:: Document excerpt ::

Andy Rennie

Personal information
- Full name: Andrew Rennie
- Date of birth: 3 November 1901
- Place of birth: Baillieston, Scotland
- Date of death: 5 September 1938 (aged 36)
- Place of death: Luton, England
- Position: Centre-forward

Youth career
- Paisley Waverley

Senior career*
- Years: Team / Apps / (Gls)
- 0000–1925: Kilwinning Rangers
- 1925–1934: Luton Town / 307 / (147)
- 1934–1935: Newport County / 3 / (0)

= Andy Rennie (Scottish footballer) =

Scottish footballer

Andrew Rennie (3 November 1901 – 5 September 1938) was a Scottish footballer, best known as a player for Luton Town. He is Luton Town's second top goalscorer of all time, with 162 goals between 1925 and 1934, 147 of which came in the league.

==Playing career==

Rennie was a prolific goalscorer in his junior days in Scotland, but on joining Kilwinning Rangers he was moved to centre-back.

:::
:: Dataset content ::

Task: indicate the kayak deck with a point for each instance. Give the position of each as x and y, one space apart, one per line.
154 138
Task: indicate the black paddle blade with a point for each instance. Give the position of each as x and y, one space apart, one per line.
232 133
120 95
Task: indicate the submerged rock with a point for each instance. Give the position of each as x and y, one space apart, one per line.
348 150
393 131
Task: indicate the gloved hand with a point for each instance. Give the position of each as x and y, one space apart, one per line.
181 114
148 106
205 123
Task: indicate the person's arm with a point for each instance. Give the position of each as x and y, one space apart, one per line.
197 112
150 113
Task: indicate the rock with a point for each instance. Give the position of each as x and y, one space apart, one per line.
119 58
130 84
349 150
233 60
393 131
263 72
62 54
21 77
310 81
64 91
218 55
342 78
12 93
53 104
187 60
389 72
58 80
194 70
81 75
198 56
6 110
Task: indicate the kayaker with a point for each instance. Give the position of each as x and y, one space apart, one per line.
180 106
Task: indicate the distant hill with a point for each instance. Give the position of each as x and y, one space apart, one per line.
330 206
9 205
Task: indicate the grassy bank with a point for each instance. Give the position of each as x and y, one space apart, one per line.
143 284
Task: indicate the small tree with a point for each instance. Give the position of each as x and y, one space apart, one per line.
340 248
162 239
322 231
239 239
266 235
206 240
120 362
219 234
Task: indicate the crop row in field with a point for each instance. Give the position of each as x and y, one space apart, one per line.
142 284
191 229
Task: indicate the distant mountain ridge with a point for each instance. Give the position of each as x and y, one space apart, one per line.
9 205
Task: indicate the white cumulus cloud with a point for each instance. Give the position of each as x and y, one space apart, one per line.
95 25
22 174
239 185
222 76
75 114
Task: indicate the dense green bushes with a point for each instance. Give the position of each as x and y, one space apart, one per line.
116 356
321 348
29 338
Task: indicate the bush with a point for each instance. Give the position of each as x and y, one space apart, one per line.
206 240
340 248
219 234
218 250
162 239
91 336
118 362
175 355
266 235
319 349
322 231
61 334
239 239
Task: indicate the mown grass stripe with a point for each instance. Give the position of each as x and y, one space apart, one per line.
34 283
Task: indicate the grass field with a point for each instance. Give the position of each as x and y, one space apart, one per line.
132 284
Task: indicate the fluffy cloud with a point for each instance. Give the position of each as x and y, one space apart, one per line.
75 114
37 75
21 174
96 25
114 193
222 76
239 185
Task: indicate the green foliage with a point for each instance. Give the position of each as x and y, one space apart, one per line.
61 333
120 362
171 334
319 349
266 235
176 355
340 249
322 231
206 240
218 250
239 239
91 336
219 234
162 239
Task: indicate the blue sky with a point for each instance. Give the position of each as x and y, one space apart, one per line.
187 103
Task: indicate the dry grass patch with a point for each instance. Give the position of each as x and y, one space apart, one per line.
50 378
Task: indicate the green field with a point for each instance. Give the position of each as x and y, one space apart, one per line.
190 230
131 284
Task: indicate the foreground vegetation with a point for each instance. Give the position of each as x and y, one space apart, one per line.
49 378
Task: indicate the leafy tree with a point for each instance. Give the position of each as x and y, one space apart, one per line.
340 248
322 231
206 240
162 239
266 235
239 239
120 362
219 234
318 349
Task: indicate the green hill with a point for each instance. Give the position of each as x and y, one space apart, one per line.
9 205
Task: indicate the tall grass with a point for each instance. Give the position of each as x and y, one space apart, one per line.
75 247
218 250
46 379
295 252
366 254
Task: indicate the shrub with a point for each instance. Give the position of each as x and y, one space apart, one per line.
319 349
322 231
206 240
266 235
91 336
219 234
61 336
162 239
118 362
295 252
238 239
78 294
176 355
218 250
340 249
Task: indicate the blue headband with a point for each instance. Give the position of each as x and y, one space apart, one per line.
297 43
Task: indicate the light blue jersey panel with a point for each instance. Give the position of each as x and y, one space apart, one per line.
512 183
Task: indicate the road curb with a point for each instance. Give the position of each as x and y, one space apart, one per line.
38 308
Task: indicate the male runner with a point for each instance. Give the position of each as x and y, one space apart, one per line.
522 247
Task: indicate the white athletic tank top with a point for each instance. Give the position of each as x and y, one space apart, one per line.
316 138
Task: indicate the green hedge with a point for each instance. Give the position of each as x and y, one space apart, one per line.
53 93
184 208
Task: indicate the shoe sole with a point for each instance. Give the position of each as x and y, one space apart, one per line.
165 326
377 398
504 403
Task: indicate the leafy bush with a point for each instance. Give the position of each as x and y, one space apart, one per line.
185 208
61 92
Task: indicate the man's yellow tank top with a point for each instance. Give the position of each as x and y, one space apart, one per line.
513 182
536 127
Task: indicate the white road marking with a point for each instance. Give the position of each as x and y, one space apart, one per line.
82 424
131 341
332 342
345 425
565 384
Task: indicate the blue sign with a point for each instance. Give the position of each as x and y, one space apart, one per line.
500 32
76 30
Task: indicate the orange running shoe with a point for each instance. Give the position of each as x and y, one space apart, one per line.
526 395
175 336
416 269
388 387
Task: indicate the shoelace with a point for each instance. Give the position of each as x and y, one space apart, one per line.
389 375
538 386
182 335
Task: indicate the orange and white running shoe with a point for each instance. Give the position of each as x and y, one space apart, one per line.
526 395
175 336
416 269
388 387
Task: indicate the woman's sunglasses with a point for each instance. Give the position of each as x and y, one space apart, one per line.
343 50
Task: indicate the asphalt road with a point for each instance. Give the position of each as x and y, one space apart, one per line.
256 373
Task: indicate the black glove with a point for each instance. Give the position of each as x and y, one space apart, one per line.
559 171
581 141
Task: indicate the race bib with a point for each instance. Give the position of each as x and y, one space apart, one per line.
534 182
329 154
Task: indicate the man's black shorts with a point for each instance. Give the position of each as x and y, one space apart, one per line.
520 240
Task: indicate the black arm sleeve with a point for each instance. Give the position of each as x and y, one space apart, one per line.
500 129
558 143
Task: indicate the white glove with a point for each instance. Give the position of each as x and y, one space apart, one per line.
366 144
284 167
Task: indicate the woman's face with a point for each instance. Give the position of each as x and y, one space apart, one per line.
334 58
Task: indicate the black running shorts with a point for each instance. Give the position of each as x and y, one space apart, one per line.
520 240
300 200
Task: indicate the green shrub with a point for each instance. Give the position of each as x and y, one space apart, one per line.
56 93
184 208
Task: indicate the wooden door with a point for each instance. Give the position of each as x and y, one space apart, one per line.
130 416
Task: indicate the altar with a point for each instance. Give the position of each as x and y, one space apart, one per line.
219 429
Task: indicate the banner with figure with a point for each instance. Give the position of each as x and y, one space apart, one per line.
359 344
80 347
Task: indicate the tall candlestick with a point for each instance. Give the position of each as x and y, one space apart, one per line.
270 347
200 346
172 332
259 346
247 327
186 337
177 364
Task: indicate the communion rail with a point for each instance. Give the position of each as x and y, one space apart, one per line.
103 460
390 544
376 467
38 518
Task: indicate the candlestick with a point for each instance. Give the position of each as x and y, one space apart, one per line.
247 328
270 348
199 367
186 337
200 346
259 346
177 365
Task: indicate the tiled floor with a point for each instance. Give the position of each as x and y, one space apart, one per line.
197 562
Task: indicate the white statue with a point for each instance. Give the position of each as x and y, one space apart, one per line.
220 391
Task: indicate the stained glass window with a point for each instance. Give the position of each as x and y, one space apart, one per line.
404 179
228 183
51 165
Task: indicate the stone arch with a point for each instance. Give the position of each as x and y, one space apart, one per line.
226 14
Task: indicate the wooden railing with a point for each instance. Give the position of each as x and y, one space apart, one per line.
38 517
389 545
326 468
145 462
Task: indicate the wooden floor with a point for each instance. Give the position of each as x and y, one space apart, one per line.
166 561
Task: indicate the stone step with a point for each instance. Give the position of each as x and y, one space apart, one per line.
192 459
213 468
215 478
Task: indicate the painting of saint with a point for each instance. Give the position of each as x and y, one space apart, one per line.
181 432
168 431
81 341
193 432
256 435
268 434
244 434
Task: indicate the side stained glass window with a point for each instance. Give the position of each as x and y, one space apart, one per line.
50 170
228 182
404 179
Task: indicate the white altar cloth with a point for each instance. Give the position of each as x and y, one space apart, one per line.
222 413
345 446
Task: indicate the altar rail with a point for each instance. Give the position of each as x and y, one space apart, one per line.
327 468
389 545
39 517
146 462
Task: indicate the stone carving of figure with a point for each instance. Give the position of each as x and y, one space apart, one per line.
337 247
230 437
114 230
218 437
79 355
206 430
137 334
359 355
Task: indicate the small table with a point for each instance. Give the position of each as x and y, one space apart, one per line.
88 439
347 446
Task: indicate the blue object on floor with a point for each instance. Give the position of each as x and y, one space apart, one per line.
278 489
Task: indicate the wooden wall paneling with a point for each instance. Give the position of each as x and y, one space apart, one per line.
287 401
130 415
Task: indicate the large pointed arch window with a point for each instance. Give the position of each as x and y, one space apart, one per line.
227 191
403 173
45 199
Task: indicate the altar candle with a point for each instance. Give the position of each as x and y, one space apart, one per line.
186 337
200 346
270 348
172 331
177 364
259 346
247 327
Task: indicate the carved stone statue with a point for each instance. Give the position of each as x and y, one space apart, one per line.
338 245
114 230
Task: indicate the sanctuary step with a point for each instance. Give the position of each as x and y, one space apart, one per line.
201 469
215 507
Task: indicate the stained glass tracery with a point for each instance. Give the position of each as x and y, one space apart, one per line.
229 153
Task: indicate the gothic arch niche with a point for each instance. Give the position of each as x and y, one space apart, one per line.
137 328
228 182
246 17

:::

What you need to do
**1)** Answer these questions using the text on Andy Rennie:
(a) Where was Rennie born?
(b) How many appearances did Rennie make for Luton Town, according to the senior career list?
(c) How many goals in total did Rennie score for Luton Town between 1925 and 1934?
**2)** From the text on Andy Rennie, write out the passage from "Andrew Rennie (3" to "moved to centre-back.".

Answers by item
**1)**
(a) Baillieston, Scotland
(b) 307
(c) 162

**2)**
Andrew Rennie (3 November 1901 – 5 September 1938) was a Scottish footballer, best known as a player for Luton Town. He is Luton Town's second top goalscorer of all time, with 162 goals between 1925 and 1934, 147 of which came in the league.

==Playing career==

Rennie was a prolific goalscorer in his junior days in Scotland, but on joining Kilwinning Rangers he was moved to centre-back.